◆ **EXERCISE BRIEF**
Without altering anything, output the material below.

Dataset records
☆ ☆ ☆ ☆ ☆

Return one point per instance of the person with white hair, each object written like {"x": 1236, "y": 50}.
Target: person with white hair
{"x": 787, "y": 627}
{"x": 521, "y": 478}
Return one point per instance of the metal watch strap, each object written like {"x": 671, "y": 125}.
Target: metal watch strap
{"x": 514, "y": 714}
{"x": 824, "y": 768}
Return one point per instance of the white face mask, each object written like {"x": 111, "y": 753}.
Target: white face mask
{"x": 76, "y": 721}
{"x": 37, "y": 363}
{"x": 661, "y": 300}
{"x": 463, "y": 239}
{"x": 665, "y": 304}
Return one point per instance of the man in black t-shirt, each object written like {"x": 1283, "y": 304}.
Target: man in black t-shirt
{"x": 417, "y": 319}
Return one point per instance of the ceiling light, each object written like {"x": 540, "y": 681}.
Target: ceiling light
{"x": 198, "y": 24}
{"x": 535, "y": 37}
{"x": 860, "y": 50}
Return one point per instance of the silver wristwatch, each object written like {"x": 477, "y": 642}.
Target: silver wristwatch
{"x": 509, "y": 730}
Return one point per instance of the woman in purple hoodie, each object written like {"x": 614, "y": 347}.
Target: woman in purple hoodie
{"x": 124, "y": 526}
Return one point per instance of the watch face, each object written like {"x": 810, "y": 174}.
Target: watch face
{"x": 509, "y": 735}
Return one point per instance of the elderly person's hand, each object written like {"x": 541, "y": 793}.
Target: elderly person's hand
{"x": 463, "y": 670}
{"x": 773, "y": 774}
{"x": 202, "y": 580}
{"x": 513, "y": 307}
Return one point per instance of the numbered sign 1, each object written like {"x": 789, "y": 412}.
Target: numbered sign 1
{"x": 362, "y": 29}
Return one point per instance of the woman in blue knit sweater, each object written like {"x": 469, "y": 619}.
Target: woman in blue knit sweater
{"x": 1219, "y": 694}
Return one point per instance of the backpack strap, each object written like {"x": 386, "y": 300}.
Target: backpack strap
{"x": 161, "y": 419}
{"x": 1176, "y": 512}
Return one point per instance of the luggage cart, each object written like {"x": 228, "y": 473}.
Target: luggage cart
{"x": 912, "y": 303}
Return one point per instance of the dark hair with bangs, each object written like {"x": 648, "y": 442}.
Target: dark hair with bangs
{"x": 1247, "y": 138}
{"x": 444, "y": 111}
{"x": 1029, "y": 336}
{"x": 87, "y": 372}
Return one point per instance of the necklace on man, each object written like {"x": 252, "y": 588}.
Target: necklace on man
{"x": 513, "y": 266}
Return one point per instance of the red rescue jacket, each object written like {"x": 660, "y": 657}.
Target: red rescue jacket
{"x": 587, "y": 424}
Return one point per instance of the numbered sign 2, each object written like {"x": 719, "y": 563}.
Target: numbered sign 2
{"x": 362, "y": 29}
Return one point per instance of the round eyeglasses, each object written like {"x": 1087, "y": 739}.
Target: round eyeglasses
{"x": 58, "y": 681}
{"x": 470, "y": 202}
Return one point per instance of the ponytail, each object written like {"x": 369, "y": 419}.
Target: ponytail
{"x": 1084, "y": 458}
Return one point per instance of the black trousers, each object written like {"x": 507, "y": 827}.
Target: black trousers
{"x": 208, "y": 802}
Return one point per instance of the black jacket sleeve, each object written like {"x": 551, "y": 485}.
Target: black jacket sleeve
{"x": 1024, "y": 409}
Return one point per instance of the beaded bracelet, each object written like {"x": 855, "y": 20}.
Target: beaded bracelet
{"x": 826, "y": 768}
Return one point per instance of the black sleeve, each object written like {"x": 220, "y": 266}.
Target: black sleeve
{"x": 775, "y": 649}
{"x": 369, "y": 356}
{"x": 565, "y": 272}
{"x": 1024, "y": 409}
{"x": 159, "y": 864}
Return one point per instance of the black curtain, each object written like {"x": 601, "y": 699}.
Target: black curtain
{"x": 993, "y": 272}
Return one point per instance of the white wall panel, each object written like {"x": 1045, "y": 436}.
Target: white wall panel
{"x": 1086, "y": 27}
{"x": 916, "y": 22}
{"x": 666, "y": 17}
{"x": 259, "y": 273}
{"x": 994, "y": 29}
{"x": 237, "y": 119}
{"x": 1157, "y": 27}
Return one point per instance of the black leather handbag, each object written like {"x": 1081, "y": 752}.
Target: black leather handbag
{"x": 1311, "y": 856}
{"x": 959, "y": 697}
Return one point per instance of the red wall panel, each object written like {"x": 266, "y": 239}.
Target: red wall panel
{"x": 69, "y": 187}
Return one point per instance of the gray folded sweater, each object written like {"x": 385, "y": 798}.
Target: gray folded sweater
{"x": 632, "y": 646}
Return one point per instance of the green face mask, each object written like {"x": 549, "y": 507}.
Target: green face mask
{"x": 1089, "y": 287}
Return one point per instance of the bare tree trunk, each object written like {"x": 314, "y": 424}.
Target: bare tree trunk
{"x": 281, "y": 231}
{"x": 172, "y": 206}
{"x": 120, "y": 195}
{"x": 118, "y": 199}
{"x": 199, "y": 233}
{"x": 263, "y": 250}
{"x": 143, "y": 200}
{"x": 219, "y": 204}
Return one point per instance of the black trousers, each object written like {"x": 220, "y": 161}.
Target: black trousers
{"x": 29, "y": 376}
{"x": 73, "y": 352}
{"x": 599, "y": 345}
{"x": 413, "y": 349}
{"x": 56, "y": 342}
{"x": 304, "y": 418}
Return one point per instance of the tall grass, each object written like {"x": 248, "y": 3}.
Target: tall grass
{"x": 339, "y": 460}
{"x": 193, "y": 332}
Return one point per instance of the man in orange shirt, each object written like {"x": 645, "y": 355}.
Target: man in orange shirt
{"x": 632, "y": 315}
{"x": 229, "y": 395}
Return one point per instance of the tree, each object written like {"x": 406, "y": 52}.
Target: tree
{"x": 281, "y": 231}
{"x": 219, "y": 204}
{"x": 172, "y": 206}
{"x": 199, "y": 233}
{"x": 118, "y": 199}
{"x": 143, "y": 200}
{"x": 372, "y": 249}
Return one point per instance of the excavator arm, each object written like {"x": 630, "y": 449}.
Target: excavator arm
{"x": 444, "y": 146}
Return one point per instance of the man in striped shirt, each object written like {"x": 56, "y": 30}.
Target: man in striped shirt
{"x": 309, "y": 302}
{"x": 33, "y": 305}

☆ ☆ ☆ ☆ ☆

◆ **RESPONSE BELOW**
Return one point per instance of the person with white hair, each object written like {"x": 1236, "y": 50}.
Target: person with white hair
{"x": 787, "y": 627}
{"x": 521, "y": 478}
Return one point per instance of the metal watch strap, each object written like {"x": 671, "y": 125}.
Target: metal watch strap
{"x": 514, "y": 714}
{"x": 824, "y": 768}
Return one point per instance of the white face mask, each object written like {"x": 111, "y": 753}.
Target: white face mask
{"x": 76, "y": 721}
{"x": 37, "y": 363}
{"x": 661, "y": 300}
{"x": 463, "y": 239}
{"x": 665, "y": 304}
Return one point per instance of the man in black t-shirt, each object written like {"x": 1283, "y": 304}.
Target: man in black t-shirt
{"x": 417, "y": 319}
Return one point per instance of the ceiling light, each object written like {"x": 540, "y": 681}.
Target: ceiling light
{"x": 198, "y": 24}
{"x": 535, "y": 37}
{"x": 860, "y": 50}
Return one point per instance of the silver wristwatch, each object written like {"x": 477, "y": 642}.
Target: silver wristwatch
{"x": 509, "y": 730}
Return one point per instance of the woman in purple hoodie, each object written like {"x": 614, "y": 347}.
Target: woman in purple hoodie
{"x": 124, "y": 526}
Return one point per instance of the watch face, each object written like {"x": 810, "y": 174}.
Target: watch face
{"x": 509, "y": 735}
Return one point per instance of the elderly person's hand, each object written like {"x": 541, "y": 793}.
Target: elderly person's hand
{"x": 463, "y": 670}
{"x": 773, "y": 774}
{"x": 202, "y": 580}
{"x": 513, "y": 307}
Return one point per instance of the numbered sign 1, each object written like {"x": 789, "y": 412}.
Target: numbered sign 1
{"x": 362, "y": 29}
Return one point per instance of the woman in blue knit sweater, each object written like {"x": 469, "y": 619}.
Target: woman in blue knit sweater
{"x": 1219, "y": 694}
Return one point per instance of the backpack strap, each object written like {"x": 386, "y": 300}.
Target: backpack strap
{"x": 161, "y": 419}
{"x": 1176, "y": 512}
Return one point per instance of the luggage cart, each object written like {"x": 228, "y": 473}.
Target: luggage cart
{"x": 912, "y": 303}
Return one point per instance of the dark hair with bangs, each object written like {"x": 648, "y": 442}.
Target: dark hair with bangs
{"x": 1247, "y": 138}
{"x": 444, "y": 111}
{"x": 1029, "y": 336}
{"x": 87, "y": 372}
Return one point per instance of the necklace on man, each object written like {"x": 252, "y": 588}.
Target: necklace on man
{"x": 513, "y": 266}
Return one point per instance of the red rescue jacket, each object written like {"x": 660, "y": 657}.
Target: red rescue jacket
{"x": 587, "y": 424}
Return one point per instance of the numbered sign 2, each object written like {"x": 719, "y": 563}.
Target: numbered sign 2
{"x": 362, "y": 29}
Return one point per instance of the round eyeglasses, each object written like {"x": 1087, "y": 739}.
Target: round eyeglasses
{"x": 58, "y": 681}
{"x": 470, "y": 202}
Return one point per instance of the ponytail, each object written like {"x": 369, "y": 419}.
Target: ponytail
{"x": 1084, "y": 458}
Return one point per instance of the black trousers, each object written like {"x": 507, "y": 827}.
Target: black trousers
{"x": 208, "y": 802}
Return one point per instance of the black jacket sleeve, each object written like {"x": 551, "y": 485}.
Target: black jacket sleeve
{"x": 1024, "y": 409}
Return one point per instance of the beaded bracelet, each object written like {"x": 855, "y": 20}.
Target: beaded bracelet
{"x": 826, "y": 768}
Return one point per instance of the black sleeve, each object written like {"x": 220, "y": 266}.
Target: black sleeve
{"x": 775, "y": 649}
{"x": 369, "y": 356}
{"x": 565, "y": 272}
{"x": 1024, "y": 409}
{"x": 159, "y": 864}
Return one point per instance of the black curtain, each object written like {"x": 601, "y": 699}.
Target: black curtain
{"x": 993, "y": 272}
Return one point per instance of the white wall panel, each object written like {"x": 1045, "y": 436}.
Target: white wall panel
{"x": 1086, "y": 27}
{"x": 916, "y": 22}
{"x": 666, "y": 17}
{"x": 259, "y": 273}
{"x": 994, "y": 29}
{"x": 237, "y": 119}
{"x": 1157, "y": 27}
Return one point per instance of the black leather handbag, each object written like {"x": 1081, "y": 752}.
Target: black leather handbag
{"x": 1311, "y": 856}
{"x": 959, "y": 697}
Return one point per instance of the red wall panel, each object written like {"x": 266, "y": 239}.
Target: red wall panel
{"x": 69, "y": 187}
Return one point per instance of the gray folded sweater, each object written like {"x": 385, "y": 798}.
Target: gray folded sweater
{"x": 632, "y": 646}
Return one point per instance of the green face mask, each object written like {"x": 549, "y": 507}.
Target: green face mask
{"x": 1089, "y": 287}
Return one point per instance of the bare tree trunk, each object written like {"x": 314, "y": 424}.
Target: bare tree trunk
{"x": 281, "y": 231}
{"x": 172, "y": 206}
{"x": 120, "y": 195}
{"x": 118, "y": 199}
{"x": 199, "y": 233}
{"x": 263, "y": 250}
{"x": 143, "y": 200}
{"x": 219, "y": 204}
Return one point per instance of the black trousers, each object written like {"x": 220, "y": 161}.
Target: black trousers
{"x": 29, "y": 376}
{"x": 73, "y": 352}
{"x": 599, "y": 345}
{"x": 413, "y": 349}
{"x": 56, "y": 342}
{"x": 304, "y": 418}
Return one point per instance of the tall grass, each object written like {"x": 248, "y": 3}.
Target: tall grass
{"x": 339, "y": 460}
{"x": 193, "y": 332}
Return one point per instance of the man in orange shirt, each object written like {"x": 645, "y": 355}.
Target: man in orange shirt
{"x": 632, "y": 315}
{"x": 229, "y": 395}
Return one point per instance of the tree, each object written like {"x": 406, "y": 52}.
Target: tree
{"x": 281, "y": 231}
{"x": 219, "y": 204}
{"x": 172, "y": 206}
{"x": 199, "y": 233}
{"x": 118, "y": 199}
{"x": 143, "y": 200}
{"x": 372, "y": 249}
Return one point per instance of the excavator arm, each object written like {"x": 630, "y": 449}.
Target: excavator arm
{"x": 444, "y": 146}
Return one point per instance of the man in striped shirt, each object written like {"x": 56, "y": 30}.
Target: man in striped shirt
{"x": 309, "y": 302}
{"x": 33, "y": 305}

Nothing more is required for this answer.